*YOUR GOAL*.
Put each line of the items below into a Markdown table with the columns "Row" and "Line", numbering the rows and omitting blank lines. Leave the pictures out of the answer.

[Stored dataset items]
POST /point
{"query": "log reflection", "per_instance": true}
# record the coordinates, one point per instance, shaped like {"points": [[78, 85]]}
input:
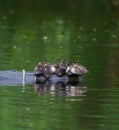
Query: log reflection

*TASK ANSWER*.
| Row | Line |
|---|---|
| 1 | POST /point |
| 2 | {"query": "log reflection", "per_instance": true} |
| 3 | # record the coordinates, one point per instance, shaped like {"points": [[78, 85]]} |
| 4 | input: |
| 5 | Query: log reflection |